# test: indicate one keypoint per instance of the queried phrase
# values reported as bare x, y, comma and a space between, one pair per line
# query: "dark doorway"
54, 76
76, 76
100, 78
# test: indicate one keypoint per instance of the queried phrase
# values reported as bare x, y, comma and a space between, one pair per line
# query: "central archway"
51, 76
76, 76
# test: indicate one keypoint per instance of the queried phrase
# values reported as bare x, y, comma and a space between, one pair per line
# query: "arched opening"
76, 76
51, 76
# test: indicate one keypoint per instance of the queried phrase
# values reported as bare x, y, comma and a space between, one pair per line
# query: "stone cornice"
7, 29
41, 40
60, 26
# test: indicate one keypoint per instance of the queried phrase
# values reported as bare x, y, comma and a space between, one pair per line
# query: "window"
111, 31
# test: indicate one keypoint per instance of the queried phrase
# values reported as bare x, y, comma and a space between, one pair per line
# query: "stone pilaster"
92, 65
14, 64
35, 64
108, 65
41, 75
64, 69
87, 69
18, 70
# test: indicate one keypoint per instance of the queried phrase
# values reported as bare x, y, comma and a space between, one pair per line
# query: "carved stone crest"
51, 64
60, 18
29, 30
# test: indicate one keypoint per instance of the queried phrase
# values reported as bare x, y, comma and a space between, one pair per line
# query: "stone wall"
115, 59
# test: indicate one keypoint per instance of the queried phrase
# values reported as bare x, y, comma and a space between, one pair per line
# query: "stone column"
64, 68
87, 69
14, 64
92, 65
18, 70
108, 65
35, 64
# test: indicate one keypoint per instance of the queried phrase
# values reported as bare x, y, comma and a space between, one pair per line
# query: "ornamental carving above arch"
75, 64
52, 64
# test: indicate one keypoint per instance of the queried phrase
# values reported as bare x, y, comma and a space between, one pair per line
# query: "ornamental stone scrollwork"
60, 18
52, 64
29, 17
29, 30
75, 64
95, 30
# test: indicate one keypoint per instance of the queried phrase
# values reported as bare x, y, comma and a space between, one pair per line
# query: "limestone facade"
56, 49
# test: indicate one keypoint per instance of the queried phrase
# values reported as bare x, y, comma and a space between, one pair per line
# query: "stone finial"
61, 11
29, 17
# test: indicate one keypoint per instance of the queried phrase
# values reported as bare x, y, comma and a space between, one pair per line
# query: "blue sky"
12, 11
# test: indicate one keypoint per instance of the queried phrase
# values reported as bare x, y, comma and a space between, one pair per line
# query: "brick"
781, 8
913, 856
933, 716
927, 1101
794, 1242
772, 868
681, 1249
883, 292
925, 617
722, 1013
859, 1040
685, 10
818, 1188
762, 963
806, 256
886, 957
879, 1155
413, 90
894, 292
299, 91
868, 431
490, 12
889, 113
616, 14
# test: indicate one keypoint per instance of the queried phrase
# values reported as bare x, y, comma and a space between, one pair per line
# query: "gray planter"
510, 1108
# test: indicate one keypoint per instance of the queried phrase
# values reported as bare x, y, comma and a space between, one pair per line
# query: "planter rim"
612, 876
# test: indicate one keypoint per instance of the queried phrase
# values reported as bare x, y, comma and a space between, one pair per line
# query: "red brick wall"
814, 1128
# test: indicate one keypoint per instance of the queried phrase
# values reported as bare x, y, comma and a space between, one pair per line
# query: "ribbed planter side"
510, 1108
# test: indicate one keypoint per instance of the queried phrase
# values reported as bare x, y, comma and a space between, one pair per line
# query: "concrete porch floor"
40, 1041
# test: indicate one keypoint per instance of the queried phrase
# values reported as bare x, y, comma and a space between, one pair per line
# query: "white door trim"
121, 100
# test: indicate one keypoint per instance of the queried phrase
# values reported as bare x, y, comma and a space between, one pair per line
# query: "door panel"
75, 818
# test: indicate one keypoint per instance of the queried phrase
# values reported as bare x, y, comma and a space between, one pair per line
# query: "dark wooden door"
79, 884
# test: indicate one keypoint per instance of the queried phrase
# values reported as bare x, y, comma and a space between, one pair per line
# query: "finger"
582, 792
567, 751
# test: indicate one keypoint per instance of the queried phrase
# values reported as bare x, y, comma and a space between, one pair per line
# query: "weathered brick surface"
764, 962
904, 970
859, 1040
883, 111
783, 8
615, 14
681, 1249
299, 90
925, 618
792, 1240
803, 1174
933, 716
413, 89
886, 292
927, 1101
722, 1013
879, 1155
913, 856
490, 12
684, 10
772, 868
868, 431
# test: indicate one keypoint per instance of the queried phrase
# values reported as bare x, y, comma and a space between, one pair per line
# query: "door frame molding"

———

§ Requirements: Count the lines above that contain the string "ornamental", treating uppercase and lowercase as different, and give only the number.

§ Solution for this problem: 2